YOUR OBJECTIVE: An exact reprint of the whole listing is what the answer must contain.

THE RECORDS:
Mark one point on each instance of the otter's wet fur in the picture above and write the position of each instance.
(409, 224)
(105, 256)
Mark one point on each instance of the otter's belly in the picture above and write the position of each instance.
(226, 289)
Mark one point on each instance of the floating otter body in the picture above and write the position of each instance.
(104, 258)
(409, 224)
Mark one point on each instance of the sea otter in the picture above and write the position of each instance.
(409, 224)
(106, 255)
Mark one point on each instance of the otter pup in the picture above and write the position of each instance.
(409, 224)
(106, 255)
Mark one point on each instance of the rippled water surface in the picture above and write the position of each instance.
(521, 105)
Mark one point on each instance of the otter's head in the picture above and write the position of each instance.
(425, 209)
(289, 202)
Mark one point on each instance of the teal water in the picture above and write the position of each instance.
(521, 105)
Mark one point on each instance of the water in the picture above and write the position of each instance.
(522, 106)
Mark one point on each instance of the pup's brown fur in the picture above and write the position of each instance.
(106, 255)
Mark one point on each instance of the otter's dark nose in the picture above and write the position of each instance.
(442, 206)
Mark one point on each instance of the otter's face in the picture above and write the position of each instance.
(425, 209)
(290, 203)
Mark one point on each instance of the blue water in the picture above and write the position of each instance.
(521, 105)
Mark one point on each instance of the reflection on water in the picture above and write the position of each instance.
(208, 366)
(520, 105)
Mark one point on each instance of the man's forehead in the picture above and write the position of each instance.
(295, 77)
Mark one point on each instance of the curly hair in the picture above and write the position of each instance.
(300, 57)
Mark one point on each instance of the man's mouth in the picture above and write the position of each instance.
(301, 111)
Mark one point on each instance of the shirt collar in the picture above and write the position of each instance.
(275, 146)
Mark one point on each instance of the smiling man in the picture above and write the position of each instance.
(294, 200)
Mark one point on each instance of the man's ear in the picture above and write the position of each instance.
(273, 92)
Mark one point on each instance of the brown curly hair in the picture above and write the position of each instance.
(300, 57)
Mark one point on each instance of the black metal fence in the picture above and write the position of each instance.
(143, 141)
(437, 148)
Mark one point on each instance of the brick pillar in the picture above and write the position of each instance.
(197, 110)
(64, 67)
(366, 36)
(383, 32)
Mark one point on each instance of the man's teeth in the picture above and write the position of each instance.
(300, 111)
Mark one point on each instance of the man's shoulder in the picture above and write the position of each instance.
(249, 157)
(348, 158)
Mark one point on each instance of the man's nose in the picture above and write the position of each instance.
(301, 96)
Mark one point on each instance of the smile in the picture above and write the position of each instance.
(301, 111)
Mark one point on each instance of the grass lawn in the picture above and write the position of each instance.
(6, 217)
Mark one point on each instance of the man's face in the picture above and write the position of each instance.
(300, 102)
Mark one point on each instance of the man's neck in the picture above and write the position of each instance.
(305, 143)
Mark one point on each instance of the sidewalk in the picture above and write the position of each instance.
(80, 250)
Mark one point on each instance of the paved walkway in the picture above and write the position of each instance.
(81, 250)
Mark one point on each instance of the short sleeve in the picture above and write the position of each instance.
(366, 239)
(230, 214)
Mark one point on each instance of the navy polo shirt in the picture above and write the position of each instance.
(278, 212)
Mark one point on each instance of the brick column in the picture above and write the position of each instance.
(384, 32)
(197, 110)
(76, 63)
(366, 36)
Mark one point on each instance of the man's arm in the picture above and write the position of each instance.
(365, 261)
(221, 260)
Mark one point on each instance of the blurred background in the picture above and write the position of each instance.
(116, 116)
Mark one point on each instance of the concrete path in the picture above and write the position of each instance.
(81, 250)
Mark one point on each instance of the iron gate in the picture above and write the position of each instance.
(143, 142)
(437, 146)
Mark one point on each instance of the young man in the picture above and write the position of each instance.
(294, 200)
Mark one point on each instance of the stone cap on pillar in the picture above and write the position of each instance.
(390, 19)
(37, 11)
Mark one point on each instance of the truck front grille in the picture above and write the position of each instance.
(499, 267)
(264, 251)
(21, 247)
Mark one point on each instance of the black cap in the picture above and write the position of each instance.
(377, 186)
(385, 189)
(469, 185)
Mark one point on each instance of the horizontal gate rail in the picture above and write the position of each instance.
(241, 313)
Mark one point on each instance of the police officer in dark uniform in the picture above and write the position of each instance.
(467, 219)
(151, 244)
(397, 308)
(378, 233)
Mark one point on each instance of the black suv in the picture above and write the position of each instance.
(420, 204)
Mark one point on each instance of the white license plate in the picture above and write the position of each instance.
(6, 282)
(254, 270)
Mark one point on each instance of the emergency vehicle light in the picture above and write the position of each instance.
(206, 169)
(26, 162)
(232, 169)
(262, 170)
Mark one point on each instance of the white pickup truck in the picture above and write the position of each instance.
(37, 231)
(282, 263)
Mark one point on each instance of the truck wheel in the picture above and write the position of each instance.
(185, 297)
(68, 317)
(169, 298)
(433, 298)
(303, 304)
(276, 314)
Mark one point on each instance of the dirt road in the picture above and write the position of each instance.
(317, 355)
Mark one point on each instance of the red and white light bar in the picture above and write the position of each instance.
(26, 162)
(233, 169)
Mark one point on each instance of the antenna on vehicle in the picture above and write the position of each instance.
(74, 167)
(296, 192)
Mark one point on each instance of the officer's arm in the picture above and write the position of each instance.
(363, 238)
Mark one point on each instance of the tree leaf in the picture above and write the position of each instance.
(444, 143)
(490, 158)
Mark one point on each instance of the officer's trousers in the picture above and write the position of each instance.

RESULT OF THIS EXERCISE:
Mark one point on each instance of the otter's wet fur in the picture above and write the position of each instance.
(409, 224)
(105, 256)
Mark one point on each instance of the otter's belly in the picture above and write the position of each instance.
(226, 289)
Mark one point on each instance of the floating otter body in the picture above and write the position of each instance.
(104, 258)
(409, 224)
Mark one point on each instance of the sea otter in the picture above and write the position of each instance.
(409, 224)
(106, 255)
Mark one point on each instance of the otter pup in the picture above and write the position of each instance.
(409, 224)
(106, 255)
Mark one point on each instance of the rippled water surface in the picture above and write the position of each instance.
(521, 105)
Mark one point on each instance of the otter's head in the picture above and write the position of each instance.
(425, 209)
(289, 202)
Mark one point on each instance of the teal water in the picture above and write the position of each instance.
(521, 105)
Mark one point on each instance of the water in the picture above and write the position of each instance.
(522, 106)
Mark one point on each instance of the pup's brown fur in the picture above and write the position of each instance.
(106, 255)
Mark one point on each instance of the otter's dark nose in the picture above and write the position of each instance.
(442, 206)
Mark one point on each instance of the otter's face in the picture above and write the position of each instance.
(425, 209)
(290, 203)
Mark one point on each instance of the blue water in the picture above and write the position of each instance.
(521, 105)
Mark one point on each instance of the reflection on water in the picture above and write the position of each instance.
(208, 366)
(520, 105)
Mark one point on each instance of the man's forehead in the picture above and write the position of each instance.
(295, 77)
Mark one point on each instance of the curly hair in the picture above and write the position of each instance.
(300, 57)
Mark one point on each instance of the man's mouth in the picture above and write the position of each instance.
(301, 111)
Mark one point on each instance of the shirt collar in the picture above and write the position of each instance.
(275, 146)
Mark one point on each instance of the smiling man in the picture above and write the position of each instance.
(294, 200)
Mark one point on each instance of the man's ear in the picture above and write the position of each instance.
(273, 92)
Mark one point on each instance of the brown curly hair in the picture above and write the position of each instance.
(300, 57)
Mark one point on each instance of the black metal fence in the picture above and write the position of each instance.
(143, 141)
(437, 148)
Mark one point on each instance of the brick pillar in the picture above and write the position of each instance.
(197, 110)
(64, 67)
(366, 36)
(383, 32)
Mark one point on each instance of the man's teeth in the picture above and write the position of each instance.
(300, 111)
Mark one point on each instance of the man's shoulder in the picture above and write the position of each instance.
(249, 157)
(348, 158)
Mark one point on each instance of the man's nose in the picture above and write the position of each instance.
(301, 96)
Mark one point on each instance of the smile in the picture above and write the position of each instance.
(301, 111)
Mark one point on each instance of the grass lawn in the picture above and write the position of each instance.
(6, 217)
Mark one point on each instance of the man's face in the picture above and write the position of each instance.
(300, 102)
Mark one point on each instance of the man's neck in the picture above and write the position of each instance.
(305, 143)
Mark one point on each instance of the sidewalk in the picture above and write the position of each instance.
(80, 250)
Mark one point on each instance of the paved walkway in the picture above and write the position of each instance.
(81, 250)
Mark one point on each instance of the short sleeve in the picture above and write the position of each instance.
(366, 239)
(230, 214)
Mark one point on each instance of the navy polo shirt in the picture above and write the position of each instance.
(278, 212)
Mark one point on each instance of the brick column in the picture above and write the position of each instance.
(384, 32)
(197, 110)
(76, 63)
(366, 36)
Mark one point on each instance of the man's arm in the picture above and write the position of each instance.
(365, 261)
(221, 260)
Mark one point on each instance of the blurred background in the picture above and write the position of each instance.
(116, 116)
Mark one point on each instance of the concrete path in the picture above and write the position of each instance.
(81, 250)
Mark one point on each instance of the iron gate in the picture above and write the position of each instance.
(143, 142)
(437, 146)
Mark one point on each instance of the young man in the picture above and write the position of each instance.
(294, 200)
Mark one point on each instance of the stone cap on pillar in the picture above and write the position of each instance.
(390, 19)
(37, 11)
Mark one point on each instance of the truck front grille in the picture above and write the position of each instance.
(499, 267)
(264, 251)
(21, 247)
Mark one point on each instance of the black cap in the picture above and write the position of each instance.
(377, 186)
(385, 189)
(469, 185)
Mark one point on each instance of the horizontal gate rail in the picture above and write the position of each instance.
(241, 313)
Mark one point on each instance of the police officer in dark uniform in the picture above and write the position of each instance.
(467, 219)
(151, 244)
(397, 308)
(378, 233)
Mark one point on each instance of the black suv in the picture above and write the position of each instance.
(420, 204)
Mark one point on each instance of the white license plate in the picture above and write the position of each instance.
(6, 282)
(254, 270)
Mark one point on each instance of the emergency vehicle light in the picture above and write the position of each instance.
(206, 169)
(26, 162)
(232, 169)
(262, 170)
Mark one point on each instance of the white pickup truck in the picture above and write the position of each instance.
(37, 231)
(282, 263)
Mark one point on each instance of the truck wheel in the picture above and write the position of each instance.
(185, 297)
(68, 317)
(169, 298)
(433, 298)
(303, 304)
(276, 314)
Mark one point on each instance of the dirt road in the picture above and write the position of each instance.
(317, 355)
Mark one point on each instance of the red and white light bar in the picture above and write the position of each instance.
(26, 162)
(233, 169)
Mark one point on each instance of the antenna on vehicle in the picture above and write the position of each instance.
(74, 167)
(296, 192)
Mark one point on each instance of the officer's arm in the picture above and write the position of each instance.
(363, 238)
Mark one point on each instance of the tree leaf in the picture above and write the position of each instance.
(444, 143)
(490, 158)
Mark one point on each instance of the officer's trousers in the picture above and write the position of each instance.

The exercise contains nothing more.